***** Materials provided *****
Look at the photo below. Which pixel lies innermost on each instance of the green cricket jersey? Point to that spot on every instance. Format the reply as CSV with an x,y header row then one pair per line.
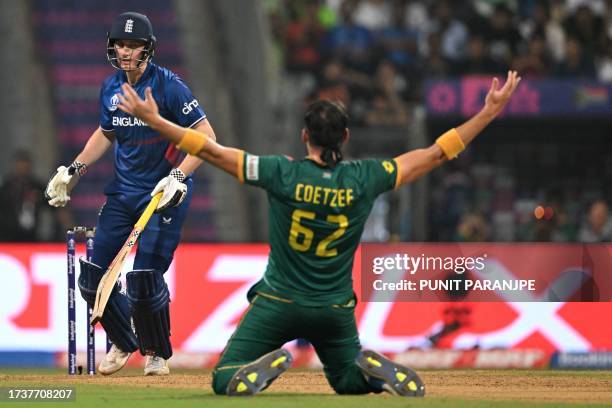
x,y
316,217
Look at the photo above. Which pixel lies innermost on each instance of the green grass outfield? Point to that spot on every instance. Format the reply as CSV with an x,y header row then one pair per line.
x,y
446,388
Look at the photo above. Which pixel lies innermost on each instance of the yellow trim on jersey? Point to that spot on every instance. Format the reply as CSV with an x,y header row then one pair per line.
x,y
451,144
398,176
240,169
192,142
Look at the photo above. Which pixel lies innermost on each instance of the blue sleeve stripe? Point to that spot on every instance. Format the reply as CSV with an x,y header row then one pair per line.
x,y
197,121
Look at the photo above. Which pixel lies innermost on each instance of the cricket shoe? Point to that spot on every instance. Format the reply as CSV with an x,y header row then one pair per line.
x,y
113,361
258,375
156,365
396,379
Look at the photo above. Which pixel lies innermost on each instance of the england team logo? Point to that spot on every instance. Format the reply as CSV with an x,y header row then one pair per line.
x,y
114,103
129,26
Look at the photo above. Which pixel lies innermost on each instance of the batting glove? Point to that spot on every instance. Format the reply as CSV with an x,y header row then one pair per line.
x,y
174,190
62,182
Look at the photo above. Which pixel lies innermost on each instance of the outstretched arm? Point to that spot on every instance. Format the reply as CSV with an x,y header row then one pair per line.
x,y
189,140
419,162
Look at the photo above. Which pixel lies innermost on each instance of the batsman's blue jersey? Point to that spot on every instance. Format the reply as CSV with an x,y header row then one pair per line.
x,y
142,156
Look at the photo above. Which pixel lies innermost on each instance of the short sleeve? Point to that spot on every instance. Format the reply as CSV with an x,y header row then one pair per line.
x,y
182,104
262,171
106,116
379,175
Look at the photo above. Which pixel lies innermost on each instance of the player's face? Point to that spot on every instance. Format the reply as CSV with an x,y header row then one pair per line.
x,y
128,53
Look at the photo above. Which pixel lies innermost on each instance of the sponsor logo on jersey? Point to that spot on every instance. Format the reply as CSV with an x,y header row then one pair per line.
x,y
129,26
127,122
252,167
114,103
189,107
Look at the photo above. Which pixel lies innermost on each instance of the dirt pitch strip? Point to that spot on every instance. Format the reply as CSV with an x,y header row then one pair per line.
x,y
444,387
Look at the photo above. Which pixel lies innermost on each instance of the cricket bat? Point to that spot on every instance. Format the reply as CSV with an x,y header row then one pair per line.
x,y
109,279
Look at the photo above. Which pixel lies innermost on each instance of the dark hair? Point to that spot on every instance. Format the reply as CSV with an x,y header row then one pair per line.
x,y
326,122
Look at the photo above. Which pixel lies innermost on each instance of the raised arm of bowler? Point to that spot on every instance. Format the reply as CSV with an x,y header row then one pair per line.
x,y
318,208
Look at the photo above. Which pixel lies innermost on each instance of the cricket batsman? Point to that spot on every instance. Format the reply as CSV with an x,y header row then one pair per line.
x,y
318,208
145,164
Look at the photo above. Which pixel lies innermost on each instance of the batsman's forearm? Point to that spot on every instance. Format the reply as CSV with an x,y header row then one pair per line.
x,y
225,158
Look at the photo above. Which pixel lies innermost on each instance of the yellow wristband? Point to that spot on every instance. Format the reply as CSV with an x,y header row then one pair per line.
x,y
451,143
192,142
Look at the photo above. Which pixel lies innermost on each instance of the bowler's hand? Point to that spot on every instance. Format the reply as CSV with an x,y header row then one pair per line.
x,y
497,99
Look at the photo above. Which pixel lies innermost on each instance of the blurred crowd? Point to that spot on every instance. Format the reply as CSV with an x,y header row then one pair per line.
x,y
482,202
373,54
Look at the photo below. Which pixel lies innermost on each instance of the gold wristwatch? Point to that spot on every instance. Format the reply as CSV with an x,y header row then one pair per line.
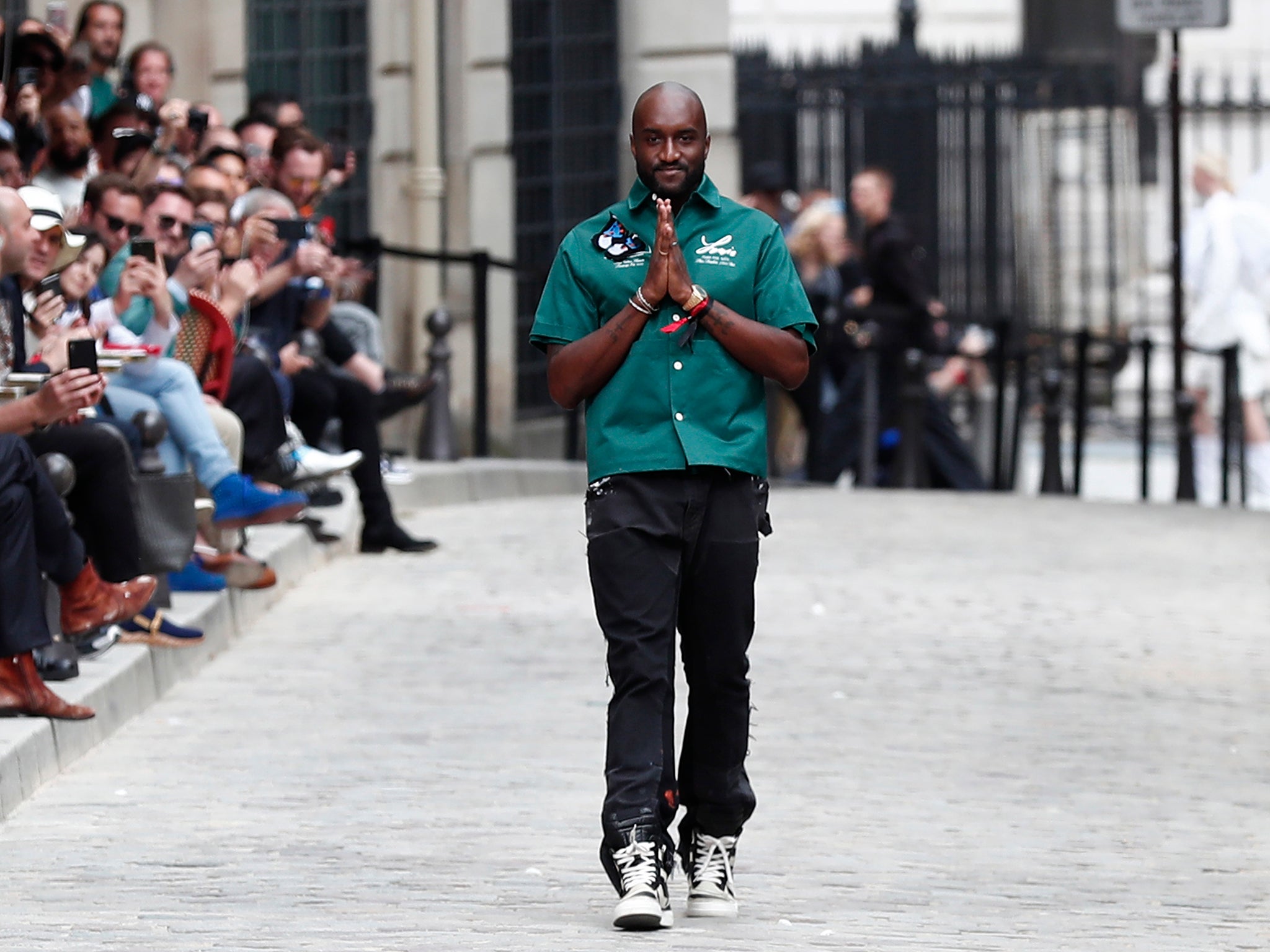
*****
* Your assignment
Drop the images and return the data verbatim.

* Response box
Look at the photo below. Which pixel lies innermost on each instance of the green cricket jersey? Point to that spot on every instance. Format the reply as CSV with an x,y header row then one pair per line.
x,y
316,217
Look at the photo above. Which pixel lies innermost on each instance of the green grass outfield? Point to that spot on every instance. Format the reply as CSV with an x,y header row then one pair per line.
x,y
446,388
Look at the photo above. Which pixel lies innermost on each instance of the yellow trim on jersey? Point to that spot on every instance. Format the reply as CSV with an x,y header row then one pair per line.
x,y
451,144
398,176
240,169
192,142
Look at the photo above. Which pixel lies innermost on each instance of the blue sleeve stripe? Point to that spot on every instance. Format the reply as CSV with an x,y header row then one pair per line.
x,y
197,121
Look at the photo above. Which pixel lies innermost on each instance of the cricket shoe? Point to that spot on every instance. Format the reply as CSV with an x,y header row then one pair per line.
x,y
113,361
258,375
156,365
396,379
Look at the photo above. Which pixel lies innermost on each instance of the england team logo? Point to that spot on every instance. Format the reply as CSV with an x,y header row then one pair per line.
x,y
114,103
129,26
Look at the photo above. Which pixel lies innermost on each instance of the batting glove? Point to that spot on every instance. Format the reply as CSV with an x,y header row then one pair per line.
x,y
174,190
62,182
Look at the photo above. Which pixel lies innermost on each instance of the outstretched arm? Point to that spot on every instance. Format the reply as CSV with an x,y header row then one pair per line.
x,y
189,140
419,162
Look at the photo above. Which pixel lies innermost on each instance of the batsman's blue jersey? Point to that spot on every instance. Format the reply as CSV with an x,y header row then one pair per line.
x,y
142,156
Look at the photo above. Which pixel lies innermost on each instance of the short sleeve? Point to that spot on every instance. Format the reply as CSV with an x,y header row then one pair per line.
x,y
182,104
262,171
106,116
379,175
Look at the photo above. Which pixel lies innermost on each instance of the player's face? Point to that spot on every instance. Format the reply as CSV with an x,y header row then one pair per line.
x,y
128,53
Look at the photo above. Which pixel lies innermost on each instance of the sponsor logo on jersey? Point to that spot on every instance. Format the reply as CSV with an x,y header row then one pair per line.
x,y
129,26
127,122
252,167
114,103
189,107
Look at the photo above. Which pixel lies innermost on each instance of the dirt pitch strip? Point to that spot on every instance. Format the reply as CSV with an x,y header row then one pair per line.
x,y
444,387
Look at the photo above. Which pixel lies innermost on each instance of the cricket bat? Point to that spot on every instance. Format the reply as CSV with an x,y header row then one pair per line.
x,y
109,279
Look at the photo above. Which pixel lies innermost on each instance of the dark hair? Point to that spot on every instance. Format the reply as CSV with an x,y header row then one pair per line.
x,y
326,122
Look at the photo above. Which pixel lies innermost on each instance of the raised arm of bowler? Point to that spot on every instance. Format the reply as CSV with an x,y header row then one pair per line.
x,y
318,208
Look at the photo above. Which pixel lies innermost on each instance of the cricket batsman? Point to that spot on every instance. Format the reply as CSV with an x,y header row then one pair per line.
x,y
318,208
145,164
Look at the photo above. Which pixel lies innermost on each instance of the batsman's forearm? Point to that spot on every instance. Format the reply as CSV with an x,y header row then one pair per line.
x,y
225,158
Look at the photo above. Which pixel lies innermost on each instance of the yellow wristband? Point to that spot on every instance. Format the reply as CSV with an x,y header row then one pair per line.
x,y
451,143
192,142
Look at the photo above. Which pixel lies innermost on each instance of the bowler's hand? Point to that spot on every instance. Format the reply as CSV with an x,y header row then one pair per line.
x,y
497,99
Look at the photo above. Which pixel lies innermost on each instance of the blurred crowd? Point to that spot on every instance. Format the reply as CSV with an x,y header row then one pair per line.
x,y
482,202
373,54
Look at the photo below. Which pixel lies innermost on each instance of the gold wristwatch? Point to that spot on every instance. Format the reply as CSV with an x,y header row then one pair per line.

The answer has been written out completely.